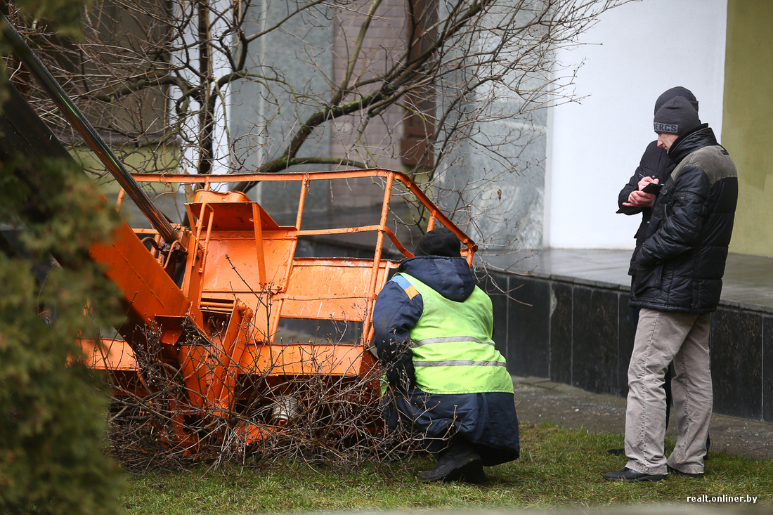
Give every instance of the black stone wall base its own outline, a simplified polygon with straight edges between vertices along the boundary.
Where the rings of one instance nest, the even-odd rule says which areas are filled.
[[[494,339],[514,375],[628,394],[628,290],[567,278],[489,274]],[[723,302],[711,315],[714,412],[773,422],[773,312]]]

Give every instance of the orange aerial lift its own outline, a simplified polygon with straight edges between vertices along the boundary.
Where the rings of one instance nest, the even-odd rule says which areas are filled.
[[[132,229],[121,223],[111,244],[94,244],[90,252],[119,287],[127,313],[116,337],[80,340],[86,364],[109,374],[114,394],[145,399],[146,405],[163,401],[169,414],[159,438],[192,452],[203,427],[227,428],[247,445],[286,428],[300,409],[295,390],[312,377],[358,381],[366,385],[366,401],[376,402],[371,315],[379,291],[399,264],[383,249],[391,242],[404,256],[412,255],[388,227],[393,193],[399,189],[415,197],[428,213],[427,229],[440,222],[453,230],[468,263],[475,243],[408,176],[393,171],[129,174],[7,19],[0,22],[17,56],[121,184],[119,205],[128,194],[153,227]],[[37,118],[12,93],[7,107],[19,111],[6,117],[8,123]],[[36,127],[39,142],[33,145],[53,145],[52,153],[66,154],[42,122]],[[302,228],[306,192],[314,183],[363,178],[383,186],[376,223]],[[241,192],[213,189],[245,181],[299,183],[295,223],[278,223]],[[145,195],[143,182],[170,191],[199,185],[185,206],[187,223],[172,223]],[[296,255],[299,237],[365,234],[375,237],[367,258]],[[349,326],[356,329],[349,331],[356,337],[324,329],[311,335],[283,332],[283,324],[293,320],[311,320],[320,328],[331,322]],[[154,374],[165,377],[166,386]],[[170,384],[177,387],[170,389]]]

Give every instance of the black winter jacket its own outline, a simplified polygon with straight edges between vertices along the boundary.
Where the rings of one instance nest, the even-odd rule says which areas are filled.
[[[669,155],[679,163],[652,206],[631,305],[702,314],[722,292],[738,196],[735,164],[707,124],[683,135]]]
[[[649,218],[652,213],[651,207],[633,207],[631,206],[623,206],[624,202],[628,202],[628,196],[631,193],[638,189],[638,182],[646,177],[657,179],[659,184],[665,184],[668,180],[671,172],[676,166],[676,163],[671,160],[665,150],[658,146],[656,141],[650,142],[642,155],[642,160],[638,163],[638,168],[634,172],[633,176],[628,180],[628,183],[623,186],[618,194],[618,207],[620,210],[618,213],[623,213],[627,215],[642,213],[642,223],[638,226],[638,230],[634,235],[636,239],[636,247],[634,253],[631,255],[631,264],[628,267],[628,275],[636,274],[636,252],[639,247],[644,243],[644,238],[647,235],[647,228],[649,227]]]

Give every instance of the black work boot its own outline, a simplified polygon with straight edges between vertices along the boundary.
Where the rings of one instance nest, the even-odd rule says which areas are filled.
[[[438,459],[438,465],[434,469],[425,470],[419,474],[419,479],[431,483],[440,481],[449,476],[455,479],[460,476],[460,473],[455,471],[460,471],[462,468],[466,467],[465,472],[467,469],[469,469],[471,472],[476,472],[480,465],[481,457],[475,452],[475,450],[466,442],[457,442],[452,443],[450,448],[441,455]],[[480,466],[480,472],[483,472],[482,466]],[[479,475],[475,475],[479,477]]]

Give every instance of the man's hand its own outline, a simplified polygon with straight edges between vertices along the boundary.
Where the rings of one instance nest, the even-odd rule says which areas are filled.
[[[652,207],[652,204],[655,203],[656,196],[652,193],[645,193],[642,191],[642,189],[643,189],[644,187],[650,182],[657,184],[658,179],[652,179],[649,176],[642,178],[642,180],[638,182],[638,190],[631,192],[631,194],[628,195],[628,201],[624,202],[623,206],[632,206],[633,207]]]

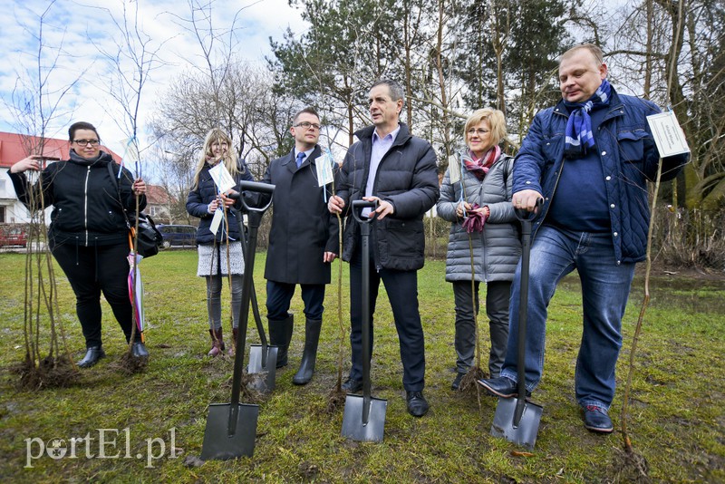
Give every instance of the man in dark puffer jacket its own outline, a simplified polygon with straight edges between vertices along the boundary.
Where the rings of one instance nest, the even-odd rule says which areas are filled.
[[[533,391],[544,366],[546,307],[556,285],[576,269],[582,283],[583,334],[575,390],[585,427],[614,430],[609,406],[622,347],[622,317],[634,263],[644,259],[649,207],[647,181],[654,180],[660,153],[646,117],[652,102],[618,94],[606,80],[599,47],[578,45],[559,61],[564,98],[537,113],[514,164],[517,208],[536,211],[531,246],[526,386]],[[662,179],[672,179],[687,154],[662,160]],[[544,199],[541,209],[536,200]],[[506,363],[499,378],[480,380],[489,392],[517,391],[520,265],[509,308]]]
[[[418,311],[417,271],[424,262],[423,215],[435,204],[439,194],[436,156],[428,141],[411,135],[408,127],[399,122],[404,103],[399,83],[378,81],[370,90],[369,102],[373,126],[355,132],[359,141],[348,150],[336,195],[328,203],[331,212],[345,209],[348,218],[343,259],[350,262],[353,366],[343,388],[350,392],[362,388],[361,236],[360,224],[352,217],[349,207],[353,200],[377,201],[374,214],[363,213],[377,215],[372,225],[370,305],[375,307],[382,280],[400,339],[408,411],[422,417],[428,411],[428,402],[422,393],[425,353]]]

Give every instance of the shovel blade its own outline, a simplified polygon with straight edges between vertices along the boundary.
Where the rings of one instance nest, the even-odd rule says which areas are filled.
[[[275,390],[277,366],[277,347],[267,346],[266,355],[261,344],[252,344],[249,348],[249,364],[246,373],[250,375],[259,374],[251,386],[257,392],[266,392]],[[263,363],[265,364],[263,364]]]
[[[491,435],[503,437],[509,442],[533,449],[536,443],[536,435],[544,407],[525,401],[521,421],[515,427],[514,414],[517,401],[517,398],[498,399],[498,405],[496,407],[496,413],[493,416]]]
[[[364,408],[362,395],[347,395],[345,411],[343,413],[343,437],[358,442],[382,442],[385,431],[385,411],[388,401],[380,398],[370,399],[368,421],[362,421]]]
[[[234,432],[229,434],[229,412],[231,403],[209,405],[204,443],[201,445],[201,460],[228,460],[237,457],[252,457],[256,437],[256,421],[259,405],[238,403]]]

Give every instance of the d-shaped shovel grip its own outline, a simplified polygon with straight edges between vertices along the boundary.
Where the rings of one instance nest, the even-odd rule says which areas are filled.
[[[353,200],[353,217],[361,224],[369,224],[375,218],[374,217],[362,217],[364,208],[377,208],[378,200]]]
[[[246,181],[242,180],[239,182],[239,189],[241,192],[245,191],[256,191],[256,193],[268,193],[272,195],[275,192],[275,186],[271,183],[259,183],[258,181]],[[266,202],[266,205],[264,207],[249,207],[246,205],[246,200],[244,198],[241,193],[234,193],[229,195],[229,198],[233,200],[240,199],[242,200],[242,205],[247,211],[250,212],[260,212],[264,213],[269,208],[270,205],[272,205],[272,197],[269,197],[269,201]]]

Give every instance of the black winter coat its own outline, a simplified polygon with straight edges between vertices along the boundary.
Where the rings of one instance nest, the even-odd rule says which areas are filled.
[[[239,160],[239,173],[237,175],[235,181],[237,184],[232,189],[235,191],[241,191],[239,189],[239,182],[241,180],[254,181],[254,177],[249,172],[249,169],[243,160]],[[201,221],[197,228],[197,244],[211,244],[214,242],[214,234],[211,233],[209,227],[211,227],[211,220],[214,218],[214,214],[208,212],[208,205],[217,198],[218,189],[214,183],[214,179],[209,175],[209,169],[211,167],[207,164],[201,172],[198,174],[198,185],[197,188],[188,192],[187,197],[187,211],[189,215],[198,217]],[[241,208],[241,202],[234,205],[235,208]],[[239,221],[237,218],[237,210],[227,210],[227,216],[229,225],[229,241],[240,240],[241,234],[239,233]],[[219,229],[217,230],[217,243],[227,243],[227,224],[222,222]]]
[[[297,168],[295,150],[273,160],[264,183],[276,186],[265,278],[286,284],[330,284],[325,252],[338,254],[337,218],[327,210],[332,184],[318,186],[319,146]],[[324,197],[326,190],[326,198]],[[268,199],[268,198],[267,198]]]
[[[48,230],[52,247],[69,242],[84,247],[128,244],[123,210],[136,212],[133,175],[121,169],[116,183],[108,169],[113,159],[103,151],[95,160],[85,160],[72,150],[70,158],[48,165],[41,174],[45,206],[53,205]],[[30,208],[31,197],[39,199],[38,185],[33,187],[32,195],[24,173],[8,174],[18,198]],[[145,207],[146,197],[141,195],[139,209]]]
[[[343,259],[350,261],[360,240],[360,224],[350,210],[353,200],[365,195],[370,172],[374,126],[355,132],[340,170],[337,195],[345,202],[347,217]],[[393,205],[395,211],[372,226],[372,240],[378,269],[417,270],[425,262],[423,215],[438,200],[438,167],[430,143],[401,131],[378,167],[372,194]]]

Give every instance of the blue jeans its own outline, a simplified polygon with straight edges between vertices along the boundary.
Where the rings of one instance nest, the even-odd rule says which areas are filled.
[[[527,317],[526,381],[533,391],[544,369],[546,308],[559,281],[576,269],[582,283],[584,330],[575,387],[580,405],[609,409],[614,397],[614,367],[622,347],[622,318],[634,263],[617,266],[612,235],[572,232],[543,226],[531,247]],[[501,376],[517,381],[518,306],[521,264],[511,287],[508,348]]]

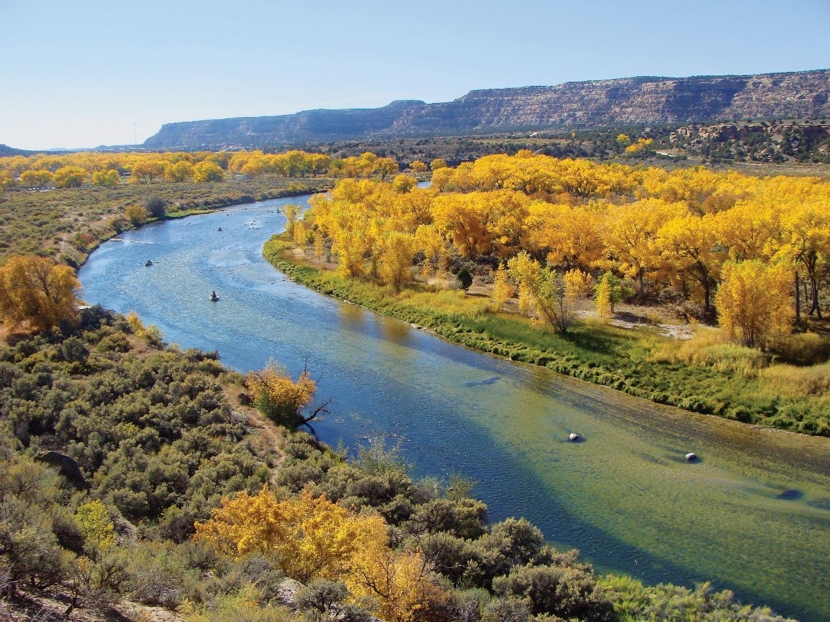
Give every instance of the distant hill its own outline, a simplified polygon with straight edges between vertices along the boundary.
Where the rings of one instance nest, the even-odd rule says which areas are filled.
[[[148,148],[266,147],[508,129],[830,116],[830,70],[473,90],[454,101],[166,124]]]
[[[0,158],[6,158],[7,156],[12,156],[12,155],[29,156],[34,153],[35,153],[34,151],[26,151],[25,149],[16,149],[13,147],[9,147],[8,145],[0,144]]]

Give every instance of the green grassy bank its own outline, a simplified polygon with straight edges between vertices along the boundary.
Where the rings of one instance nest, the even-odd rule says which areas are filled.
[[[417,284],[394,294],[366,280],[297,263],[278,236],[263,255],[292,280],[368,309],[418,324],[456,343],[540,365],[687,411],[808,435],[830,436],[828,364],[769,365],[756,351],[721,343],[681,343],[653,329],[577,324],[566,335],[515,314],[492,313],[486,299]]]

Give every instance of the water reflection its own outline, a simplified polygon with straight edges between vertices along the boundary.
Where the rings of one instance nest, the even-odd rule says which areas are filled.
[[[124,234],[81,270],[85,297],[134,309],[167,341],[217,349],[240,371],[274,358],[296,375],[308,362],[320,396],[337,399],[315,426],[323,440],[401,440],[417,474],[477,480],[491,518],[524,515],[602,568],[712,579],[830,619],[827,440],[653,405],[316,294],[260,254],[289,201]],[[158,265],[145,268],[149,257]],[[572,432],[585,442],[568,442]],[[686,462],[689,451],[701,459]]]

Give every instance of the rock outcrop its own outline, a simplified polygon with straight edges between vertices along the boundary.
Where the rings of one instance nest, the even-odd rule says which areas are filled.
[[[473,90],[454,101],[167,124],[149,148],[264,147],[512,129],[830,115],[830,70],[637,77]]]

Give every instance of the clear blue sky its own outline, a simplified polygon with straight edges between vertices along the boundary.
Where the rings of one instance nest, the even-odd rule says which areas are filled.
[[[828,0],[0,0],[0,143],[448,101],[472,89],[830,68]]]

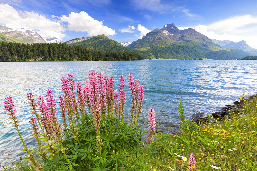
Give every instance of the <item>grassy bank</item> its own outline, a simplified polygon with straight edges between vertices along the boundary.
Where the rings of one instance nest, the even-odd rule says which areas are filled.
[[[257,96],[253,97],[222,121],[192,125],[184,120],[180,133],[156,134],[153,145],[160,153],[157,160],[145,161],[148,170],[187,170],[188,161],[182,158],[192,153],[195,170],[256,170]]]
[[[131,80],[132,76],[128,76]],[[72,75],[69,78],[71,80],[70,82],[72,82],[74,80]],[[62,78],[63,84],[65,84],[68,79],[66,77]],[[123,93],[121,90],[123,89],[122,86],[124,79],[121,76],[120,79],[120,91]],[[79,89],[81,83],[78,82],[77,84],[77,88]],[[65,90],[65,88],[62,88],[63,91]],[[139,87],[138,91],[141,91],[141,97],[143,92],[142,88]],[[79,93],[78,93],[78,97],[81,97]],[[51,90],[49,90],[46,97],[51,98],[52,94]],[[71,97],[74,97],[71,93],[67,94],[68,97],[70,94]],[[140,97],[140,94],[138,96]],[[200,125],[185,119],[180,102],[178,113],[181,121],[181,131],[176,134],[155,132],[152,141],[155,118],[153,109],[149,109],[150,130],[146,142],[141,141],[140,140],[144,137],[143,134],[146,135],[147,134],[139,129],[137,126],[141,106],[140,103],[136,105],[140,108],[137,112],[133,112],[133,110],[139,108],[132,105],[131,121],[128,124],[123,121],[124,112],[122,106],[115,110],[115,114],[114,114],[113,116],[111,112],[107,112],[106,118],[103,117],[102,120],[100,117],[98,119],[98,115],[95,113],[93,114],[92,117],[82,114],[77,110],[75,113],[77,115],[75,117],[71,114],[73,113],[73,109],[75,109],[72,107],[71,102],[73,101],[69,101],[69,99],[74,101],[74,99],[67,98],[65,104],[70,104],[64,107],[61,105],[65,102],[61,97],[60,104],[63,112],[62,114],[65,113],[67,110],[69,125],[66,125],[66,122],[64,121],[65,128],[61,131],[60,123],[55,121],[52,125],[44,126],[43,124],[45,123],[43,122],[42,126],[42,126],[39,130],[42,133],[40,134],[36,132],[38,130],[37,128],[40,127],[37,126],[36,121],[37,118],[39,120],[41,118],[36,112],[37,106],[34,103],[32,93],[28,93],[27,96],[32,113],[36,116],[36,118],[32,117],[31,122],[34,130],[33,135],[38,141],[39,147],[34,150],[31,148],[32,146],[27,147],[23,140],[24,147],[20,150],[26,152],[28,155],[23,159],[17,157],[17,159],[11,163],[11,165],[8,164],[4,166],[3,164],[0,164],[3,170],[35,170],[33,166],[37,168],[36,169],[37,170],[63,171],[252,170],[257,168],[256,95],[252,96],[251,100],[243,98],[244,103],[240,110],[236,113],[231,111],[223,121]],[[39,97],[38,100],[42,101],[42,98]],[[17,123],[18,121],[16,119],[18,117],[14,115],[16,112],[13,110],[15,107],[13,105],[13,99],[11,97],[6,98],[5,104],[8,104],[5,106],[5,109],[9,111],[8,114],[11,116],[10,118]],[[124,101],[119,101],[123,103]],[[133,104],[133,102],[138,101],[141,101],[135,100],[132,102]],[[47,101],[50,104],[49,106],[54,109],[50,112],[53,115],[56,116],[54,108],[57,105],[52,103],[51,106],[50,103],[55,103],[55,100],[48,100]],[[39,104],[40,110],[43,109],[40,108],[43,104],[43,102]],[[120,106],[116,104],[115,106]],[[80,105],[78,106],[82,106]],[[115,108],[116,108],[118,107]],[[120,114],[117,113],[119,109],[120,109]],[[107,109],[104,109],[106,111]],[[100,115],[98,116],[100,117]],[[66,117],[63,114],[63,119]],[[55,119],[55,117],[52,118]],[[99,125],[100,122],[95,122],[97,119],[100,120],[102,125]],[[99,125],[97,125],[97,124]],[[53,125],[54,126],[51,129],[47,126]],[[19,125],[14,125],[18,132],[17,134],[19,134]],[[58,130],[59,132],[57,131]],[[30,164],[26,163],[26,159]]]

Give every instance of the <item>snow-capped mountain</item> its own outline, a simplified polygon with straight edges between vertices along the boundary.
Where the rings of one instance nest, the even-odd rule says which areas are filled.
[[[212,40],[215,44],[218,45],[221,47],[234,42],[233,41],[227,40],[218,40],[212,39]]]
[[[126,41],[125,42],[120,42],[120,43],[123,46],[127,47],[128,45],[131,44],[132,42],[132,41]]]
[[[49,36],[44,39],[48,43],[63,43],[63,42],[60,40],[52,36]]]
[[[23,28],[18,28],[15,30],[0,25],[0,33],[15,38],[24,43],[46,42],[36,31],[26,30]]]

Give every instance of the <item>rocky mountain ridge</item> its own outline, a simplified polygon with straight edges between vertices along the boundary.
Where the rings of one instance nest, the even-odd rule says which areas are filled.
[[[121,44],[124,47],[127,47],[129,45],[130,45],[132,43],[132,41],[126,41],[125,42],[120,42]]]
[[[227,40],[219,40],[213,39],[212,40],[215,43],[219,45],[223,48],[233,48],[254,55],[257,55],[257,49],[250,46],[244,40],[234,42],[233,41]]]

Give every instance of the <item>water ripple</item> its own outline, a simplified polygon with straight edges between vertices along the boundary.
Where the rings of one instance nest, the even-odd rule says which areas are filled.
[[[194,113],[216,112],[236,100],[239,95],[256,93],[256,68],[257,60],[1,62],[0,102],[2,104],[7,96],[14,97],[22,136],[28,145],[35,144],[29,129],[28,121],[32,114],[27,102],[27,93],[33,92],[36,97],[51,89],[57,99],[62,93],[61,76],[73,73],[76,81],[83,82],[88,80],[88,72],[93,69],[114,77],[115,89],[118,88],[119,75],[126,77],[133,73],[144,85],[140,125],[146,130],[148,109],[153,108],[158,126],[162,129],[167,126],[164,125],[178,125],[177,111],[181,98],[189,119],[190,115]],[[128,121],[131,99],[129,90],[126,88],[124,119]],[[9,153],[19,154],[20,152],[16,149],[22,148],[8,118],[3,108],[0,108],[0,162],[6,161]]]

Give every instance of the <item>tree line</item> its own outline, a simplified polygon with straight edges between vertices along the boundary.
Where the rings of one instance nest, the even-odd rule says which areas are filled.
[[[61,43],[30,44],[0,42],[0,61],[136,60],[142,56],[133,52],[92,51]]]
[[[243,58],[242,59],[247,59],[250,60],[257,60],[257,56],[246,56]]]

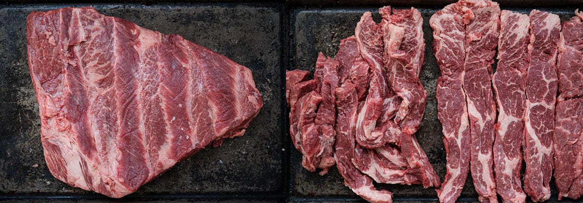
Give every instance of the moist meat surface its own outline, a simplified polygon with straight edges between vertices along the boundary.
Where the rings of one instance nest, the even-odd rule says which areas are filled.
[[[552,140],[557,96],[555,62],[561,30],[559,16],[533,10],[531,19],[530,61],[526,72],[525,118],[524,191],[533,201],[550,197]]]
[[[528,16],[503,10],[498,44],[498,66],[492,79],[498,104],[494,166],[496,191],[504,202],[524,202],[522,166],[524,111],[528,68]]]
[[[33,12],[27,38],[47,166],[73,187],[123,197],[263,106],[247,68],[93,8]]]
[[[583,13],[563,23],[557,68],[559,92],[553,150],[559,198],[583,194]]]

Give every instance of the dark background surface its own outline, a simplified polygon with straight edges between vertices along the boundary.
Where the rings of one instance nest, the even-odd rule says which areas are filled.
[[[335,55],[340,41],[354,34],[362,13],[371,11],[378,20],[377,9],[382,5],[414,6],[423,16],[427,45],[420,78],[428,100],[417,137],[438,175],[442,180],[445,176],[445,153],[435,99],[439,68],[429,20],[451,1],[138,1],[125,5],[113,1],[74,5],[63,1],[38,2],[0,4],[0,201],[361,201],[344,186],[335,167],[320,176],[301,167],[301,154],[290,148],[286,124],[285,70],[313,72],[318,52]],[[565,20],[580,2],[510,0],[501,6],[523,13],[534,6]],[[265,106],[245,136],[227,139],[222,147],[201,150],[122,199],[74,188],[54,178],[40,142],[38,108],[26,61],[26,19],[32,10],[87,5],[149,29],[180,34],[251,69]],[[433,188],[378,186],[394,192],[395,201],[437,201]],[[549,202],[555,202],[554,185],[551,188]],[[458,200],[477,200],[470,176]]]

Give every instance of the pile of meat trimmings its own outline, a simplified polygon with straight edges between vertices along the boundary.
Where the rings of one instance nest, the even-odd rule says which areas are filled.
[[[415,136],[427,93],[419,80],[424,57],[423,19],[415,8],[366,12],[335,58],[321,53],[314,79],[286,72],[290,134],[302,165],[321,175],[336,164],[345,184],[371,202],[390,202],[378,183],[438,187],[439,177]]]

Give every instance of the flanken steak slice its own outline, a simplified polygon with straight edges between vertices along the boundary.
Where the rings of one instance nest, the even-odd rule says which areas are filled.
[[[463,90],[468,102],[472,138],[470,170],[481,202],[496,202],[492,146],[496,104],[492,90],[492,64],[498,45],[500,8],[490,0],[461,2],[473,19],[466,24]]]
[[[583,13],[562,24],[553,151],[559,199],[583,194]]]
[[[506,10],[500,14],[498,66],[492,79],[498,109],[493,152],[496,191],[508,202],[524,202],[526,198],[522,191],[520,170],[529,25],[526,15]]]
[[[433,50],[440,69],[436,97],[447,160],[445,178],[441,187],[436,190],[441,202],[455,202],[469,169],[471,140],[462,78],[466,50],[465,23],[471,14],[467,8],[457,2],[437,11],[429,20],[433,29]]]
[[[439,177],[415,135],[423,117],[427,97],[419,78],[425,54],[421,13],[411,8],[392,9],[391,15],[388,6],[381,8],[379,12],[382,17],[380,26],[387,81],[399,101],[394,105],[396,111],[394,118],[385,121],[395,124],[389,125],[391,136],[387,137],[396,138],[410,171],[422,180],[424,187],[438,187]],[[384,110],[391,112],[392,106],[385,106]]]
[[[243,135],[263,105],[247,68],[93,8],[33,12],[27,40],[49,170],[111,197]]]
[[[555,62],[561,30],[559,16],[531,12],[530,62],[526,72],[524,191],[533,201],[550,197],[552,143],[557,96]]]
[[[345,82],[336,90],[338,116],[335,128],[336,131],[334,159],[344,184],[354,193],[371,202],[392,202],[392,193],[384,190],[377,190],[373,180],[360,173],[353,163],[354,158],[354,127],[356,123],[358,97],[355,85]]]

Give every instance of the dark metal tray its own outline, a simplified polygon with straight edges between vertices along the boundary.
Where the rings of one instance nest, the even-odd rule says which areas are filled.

______

§ Set exercise: Using the material above, extract the line that contains "Give every instance of the dark metal" and every line after it, exactly as given; stop at the last line.

§ Output below:
Give every instance of the dark metal tray its own outline, a simplified polygon with straight edges between vertices along the boundary.
Where the rings of one instance nest, the even-odd rule says which areas are filled.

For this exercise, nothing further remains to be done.